◆ What the task asks ◆
Pick out every line in the entries below that contains the string "high", and copy each of those lines.

>> begin Records shown

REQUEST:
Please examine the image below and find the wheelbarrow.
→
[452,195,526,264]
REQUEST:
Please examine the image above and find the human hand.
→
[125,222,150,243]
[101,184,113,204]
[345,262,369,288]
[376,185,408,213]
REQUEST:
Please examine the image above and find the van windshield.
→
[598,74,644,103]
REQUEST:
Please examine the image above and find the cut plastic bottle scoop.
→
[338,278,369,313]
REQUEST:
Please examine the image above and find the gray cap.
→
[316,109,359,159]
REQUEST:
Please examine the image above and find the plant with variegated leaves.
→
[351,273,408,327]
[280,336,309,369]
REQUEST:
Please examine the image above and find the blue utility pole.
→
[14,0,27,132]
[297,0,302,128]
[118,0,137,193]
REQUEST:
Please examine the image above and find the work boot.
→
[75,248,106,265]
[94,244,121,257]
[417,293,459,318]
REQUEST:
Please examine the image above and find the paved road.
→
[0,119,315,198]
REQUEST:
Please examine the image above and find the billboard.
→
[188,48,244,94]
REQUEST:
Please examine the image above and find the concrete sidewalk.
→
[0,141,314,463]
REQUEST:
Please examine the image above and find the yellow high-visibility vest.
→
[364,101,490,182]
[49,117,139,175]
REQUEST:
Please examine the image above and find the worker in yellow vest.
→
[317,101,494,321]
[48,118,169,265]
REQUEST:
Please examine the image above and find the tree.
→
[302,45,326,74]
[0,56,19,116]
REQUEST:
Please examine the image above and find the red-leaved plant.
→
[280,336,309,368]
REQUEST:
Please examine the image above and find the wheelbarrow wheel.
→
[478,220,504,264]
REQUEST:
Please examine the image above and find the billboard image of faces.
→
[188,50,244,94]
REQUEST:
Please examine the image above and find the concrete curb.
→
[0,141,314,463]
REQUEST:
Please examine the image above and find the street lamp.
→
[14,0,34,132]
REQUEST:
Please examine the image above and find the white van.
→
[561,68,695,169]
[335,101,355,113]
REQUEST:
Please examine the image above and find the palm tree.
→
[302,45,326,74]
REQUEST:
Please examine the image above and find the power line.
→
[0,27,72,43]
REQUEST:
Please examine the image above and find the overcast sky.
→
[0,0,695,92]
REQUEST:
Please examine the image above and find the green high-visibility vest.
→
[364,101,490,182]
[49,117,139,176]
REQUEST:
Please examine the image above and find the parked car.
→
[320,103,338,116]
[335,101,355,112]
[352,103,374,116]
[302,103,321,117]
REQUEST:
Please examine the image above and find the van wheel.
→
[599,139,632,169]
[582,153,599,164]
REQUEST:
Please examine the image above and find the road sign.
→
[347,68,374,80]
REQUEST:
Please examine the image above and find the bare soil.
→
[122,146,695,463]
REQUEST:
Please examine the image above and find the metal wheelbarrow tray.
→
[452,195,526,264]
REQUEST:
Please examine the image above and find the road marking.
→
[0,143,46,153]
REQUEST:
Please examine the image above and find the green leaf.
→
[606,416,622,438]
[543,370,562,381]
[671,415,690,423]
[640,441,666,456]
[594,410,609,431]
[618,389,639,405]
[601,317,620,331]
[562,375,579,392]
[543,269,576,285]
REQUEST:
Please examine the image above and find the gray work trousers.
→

>> end Records shown

◆ Solved exercise ◆
Please examine the image above and find the yellow high-visibility vest.
Please examine the image above and find the green high-visibility vest.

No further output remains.